The answer should hold exactly the lines of the entries below from the one containing "One point lands on each instance of the stone" through the last line, both included.

# Given records
---+---
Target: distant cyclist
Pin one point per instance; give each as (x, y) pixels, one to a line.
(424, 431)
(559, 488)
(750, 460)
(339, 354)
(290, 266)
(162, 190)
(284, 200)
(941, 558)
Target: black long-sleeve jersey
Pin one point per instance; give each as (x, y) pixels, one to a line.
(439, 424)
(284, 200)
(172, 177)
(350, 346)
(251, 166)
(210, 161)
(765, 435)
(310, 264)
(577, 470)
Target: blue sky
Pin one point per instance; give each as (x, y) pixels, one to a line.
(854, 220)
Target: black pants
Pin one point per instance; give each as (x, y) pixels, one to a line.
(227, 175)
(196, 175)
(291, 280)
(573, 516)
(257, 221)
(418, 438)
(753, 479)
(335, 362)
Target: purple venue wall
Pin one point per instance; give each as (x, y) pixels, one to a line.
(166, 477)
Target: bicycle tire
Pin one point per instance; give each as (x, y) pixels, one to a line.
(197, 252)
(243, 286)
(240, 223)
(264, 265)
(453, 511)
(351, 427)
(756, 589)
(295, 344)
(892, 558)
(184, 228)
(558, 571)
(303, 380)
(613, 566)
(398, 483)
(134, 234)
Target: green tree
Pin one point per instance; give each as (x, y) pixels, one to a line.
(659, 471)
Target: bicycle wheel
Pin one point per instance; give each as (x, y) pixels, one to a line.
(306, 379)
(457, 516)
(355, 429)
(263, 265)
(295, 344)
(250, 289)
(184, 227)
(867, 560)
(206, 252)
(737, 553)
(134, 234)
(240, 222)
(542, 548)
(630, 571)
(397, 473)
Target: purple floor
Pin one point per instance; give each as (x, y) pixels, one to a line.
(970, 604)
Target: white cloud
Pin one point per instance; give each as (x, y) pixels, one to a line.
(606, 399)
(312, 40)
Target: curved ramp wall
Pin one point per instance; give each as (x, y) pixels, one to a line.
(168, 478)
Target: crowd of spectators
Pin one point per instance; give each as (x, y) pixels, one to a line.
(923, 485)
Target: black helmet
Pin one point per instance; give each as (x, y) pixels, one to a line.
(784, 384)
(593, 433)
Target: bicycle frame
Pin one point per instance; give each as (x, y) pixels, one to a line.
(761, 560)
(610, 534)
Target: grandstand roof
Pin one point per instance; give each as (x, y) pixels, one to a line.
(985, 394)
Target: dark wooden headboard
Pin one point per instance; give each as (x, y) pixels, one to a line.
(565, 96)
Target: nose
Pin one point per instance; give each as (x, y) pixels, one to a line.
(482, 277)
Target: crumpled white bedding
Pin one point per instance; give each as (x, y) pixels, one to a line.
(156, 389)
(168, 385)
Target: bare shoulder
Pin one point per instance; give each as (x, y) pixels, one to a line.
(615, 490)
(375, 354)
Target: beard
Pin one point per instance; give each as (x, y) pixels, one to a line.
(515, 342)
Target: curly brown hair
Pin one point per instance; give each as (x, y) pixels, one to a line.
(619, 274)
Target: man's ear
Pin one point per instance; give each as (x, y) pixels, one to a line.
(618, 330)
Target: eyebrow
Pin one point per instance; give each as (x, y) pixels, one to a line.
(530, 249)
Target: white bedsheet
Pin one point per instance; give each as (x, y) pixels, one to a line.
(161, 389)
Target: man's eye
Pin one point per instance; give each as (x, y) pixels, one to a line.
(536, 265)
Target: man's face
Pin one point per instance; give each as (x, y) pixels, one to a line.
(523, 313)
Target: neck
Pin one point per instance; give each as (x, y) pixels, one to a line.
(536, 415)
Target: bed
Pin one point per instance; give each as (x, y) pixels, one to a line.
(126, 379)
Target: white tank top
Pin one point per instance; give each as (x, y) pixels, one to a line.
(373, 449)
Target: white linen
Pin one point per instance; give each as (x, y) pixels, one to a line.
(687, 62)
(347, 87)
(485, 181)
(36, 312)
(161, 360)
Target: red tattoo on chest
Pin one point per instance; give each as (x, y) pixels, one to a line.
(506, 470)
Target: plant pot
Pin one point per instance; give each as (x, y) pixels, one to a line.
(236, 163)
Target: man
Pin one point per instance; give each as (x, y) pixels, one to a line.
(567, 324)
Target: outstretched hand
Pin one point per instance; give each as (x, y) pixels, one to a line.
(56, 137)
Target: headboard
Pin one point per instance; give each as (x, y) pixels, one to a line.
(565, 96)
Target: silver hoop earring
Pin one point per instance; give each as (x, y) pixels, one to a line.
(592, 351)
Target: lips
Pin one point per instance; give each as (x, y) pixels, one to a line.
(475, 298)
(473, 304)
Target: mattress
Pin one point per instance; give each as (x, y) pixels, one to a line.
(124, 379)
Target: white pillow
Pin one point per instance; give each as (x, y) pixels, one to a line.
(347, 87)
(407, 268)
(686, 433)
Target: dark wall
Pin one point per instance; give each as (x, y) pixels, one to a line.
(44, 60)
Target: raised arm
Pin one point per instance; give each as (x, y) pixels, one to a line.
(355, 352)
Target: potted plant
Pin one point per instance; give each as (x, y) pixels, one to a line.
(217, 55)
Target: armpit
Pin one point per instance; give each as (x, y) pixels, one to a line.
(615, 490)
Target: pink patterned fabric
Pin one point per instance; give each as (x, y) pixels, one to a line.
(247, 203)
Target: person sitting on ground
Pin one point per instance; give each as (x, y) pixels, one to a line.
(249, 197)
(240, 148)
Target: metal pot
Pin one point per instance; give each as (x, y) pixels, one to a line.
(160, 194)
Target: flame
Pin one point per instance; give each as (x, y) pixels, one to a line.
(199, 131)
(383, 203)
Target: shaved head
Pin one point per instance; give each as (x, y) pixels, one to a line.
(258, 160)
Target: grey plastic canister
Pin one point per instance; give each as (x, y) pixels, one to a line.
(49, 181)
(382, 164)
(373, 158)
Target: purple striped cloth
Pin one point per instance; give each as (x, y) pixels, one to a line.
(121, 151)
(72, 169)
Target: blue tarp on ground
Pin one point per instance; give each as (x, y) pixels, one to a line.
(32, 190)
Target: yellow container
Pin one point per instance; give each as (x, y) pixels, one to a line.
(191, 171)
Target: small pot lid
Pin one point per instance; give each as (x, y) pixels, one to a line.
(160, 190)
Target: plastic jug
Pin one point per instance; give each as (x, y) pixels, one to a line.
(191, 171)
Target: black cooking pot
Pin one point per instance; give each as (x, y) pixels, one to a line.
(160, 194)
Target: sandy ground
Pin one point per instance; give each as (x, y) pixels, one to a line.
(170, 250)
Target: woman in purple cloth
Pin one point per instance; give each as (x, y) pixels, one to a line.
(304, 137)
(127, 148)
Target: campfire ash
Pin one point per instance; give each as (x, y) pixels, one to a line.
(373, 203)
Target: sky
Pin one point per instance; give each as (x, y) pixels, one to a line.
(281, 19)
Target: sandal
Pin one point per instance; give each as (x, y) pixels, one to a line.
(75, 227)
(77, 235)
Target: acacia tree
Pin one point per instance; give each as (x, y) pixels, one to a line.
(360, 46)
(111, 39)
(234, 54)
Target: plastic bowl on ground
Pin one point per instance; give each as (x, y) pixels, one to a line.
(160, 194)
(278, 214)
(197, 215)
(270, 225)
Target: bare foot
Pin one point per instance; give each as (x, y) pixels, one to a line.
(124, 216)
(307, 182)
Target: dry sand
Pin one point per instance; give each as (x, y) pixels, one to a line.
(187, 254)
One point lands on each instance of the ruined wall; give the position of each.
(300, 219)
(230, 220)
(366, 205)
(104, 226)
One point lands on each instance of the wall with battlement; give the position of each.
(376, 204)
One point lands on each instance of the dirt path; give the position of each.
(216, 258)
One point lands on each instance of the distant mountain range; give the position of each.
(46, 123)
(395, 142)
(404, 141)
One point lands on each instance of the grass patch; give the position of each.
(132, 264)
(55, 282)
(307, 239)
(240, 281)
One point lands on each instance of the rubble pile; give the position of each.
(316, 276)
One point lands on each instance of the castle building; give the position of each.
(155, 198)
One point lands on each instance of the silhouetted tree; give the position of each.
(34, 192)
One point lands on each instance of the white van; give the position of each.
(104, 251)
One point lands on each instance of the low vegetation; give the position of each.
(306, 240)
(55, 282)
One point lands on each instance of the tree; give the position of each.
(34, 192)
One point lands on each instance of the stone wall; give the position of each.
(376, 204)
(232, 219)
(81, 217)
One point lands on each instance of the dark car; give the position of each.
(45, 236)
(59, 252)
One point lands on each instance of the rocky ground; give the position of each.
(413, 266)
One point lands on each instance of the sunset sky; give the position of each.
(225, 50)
---+---
# Response below
One point lands on each instance of the stone wall; give the position of each.
(376, 204)
(232, 219)
(81, 217)
One point lands on each instance of the dark car; give the position of each.
(45, 236)
(59, 252)
One point lands on each instance of the rocky ground; give the position of each.
(413, 266)
One point lands on each instance of the sunset sky; give the position of each.
(225, 50)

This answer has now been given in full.